_TEXT EXCERPT_.

Use struct mmap_cpu_mask type for tool's thread and mmap data
buffers to overcome current 1024 CPUs mask size limitation of
cpu_set_t type.

Currently glibc cpu_set_t type has internal mask size limit
of 1024 CPUs. Moving to struct mmap_cpu_mask type allows
overcoming that limit. tools bitmap API is used to manipulate
objects of struct mmap_cpu_mask type.

Reported-by: Andi Kleen <ak@linux.intel.com>
Signed-off-by: Alexey Budankov <alexey.budankov@linux.intel.com>
---
 tools/perf/builtin-record.c | 28 ++++++++++++++++++++++------
 tools/perf/util/mmap.c      | 28 ++++++++++++++++++++++------
 tools/perf/util/mmap.h      |  2 +-
 3 files changed, 45 insertions(+), 13 deletions(-)

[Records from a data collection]

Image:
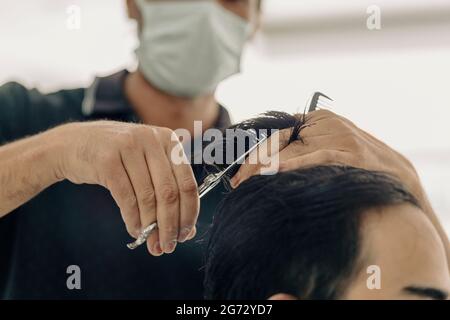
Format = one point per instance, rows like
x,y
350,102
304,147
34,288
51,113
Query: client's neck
x,y
157,108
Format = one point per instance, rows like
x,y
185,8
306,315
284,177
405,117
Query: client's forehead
x,y
404,246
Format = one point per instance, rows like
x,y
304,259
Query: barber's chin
x,y
282,296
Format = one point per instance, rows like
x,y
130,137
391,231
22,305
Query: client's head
x,y
327,232
315,233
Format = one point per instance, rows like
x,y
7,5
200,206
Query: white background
x,y
393,82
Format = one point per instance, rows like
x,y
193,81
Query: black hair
x,y
248,131
295,232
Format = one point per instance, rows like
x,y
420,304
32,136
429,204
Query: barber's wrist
x,y
56,144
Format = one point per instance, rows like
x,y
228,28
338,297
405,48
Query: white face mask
x,y
188,47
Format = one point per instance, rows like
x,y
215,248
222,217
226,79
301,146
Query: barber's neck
x,y
157,108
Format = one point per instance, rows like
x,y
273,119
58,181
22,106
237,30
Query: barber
x,y
67,175
330,139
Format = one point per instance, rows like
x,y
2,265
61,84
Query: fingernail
x,y
234,180
169,247
184,234
157,248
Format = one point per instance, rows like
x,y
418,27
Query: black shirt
x,y
70,224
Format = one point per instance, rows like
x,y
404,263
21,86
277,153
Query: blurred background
x,y
393,82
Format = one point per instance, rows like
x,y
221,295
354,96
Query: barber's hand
x,y
134,163
331,139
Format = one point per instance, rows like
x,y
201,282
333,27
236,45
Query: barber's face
x,y
246,9
406,247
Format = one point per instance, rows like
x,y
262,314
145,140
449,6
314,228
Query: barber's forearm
x,y
27,167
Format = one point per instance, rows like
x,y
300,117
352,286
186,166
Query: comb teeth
x,y
324,103
320,100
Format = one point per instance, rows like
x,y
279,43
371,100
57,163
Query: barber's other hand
x,y
332,139
329,139
133,162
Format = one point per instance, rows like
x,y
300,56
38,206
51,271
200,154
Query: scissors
x,y
209,183
212,180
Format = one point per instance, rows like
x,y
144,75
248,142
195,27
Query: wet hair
x,y
295,232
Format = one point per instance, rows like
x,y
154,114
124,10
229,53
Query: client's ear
x,y
282,296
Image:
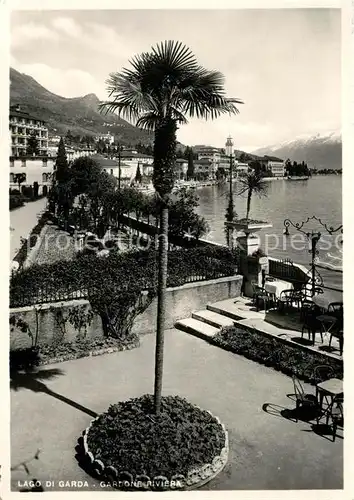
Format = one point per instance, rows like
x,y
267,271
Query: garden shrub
x,y
15,201
85,271
272,352
29,243
132,438
114,285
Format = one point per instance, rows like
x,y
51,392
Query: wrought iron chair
x,y
322,373
336,309
307,402
260,295
337,415
285,299
311,324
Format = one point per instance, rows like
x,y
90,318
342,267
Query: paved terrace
x,y
22,221
240,312
267,451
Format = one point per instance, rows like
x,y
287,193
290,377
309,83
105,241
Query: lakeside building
x,y
181,167
111,166
204,169
106,138
35,168
241,168
72,153
22,126
276,166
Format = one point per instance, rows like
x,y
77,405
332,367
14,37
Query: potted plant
x,y
252,183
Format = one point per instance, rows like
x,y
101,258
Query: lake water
x,y
320,196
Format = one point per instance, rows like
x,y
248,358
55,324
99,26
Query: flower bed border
x,y
218,341
99,351
93,352
196,477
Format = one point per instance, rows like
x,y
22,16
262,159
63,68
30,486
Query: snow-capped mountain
x,y
322,150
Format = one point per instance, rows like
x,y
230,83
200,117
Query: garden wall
x,y
180,303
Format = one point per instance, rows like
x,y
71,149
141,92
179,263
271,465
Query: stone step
x,y
197,328
212,318
235,310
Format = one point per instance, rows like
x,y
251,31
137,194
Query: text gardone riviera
x,y
102,484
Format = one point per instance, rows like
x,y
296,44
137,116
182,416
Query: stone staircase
x,y
209,321
240,312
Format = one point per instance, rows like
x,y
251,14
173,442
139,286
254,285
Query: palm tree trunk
x,y
163,179
161,306
249,196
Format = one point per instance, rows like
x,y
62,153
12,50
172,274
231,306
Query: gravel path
x,y
267,451
22,221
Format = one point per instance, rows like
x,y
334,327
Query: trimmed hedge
x,y
29,243
274,353
38,282
22,359
15,201
131,437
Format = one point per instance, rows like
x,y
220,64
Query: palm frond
x,y
148,121
167,82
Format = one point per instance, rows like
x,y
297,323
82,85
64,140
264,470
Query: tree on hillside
x,y
84,171
158,92
32,145
62,189
138,176
253,183
19,179
182,218
69,137
190,170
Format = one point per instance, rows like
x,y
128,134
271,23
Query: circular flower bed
x,y
132,448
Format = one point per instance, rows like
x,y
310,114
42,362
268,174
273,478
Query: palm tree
x,y
19,179
253,183
162,88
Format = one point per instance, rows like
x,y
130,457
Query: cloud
x,y
31,32
67,26
70,82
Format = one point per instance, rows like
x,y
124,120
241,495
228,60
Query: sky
x,y
285,64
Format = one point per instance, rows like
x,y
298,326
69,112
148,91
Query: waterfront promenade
x,y
266,451
22,220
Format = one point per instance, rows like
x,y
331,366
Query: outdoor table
x,y
276,287
328,391
327,321
323,300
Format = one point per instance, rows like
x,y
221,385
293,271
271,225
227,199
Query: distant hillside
x,y
79,114
318,151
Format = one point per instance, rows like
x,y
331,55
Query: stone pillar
x,y
250,266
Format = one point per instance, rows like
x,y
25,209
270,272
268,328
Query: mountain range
x,y
80,115
320,151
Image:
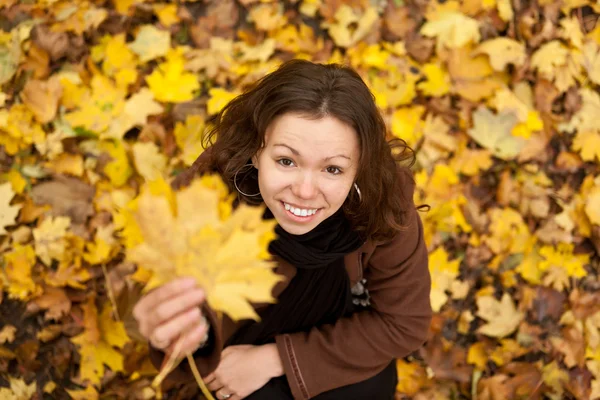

_GIVEN EXERCISE A_. From the patch description, reproduce the stretch from "Currently glibc cpu_set_t" through "struct mmap_cpu_mask type.".
_GIVEN EXERCISE B_.
Answer these questions using the patch description.
(i) What is the internal mask size limit of the glibc cpu_set_t type?
(ii) Which API is used to manipulate objects of struct mmap_cpu_mask type?
(iii) How many files were changed in total?
This data has no connection to the patch description.

_FINISHED ANSWER A_.
Currently glibc cpu_set_t type has internal mask size limit
of 1024 CPUs. Moving to struct mmap_cpu_mask type allows
overcoming that limit. tools bitmap API is used to manipulate
objects of struct mmap_cpu_mask type.

_FINISHED ANSWER B_.
(i) 1024 CPUs
(ii) The tools bitmap API
(iii) 3 files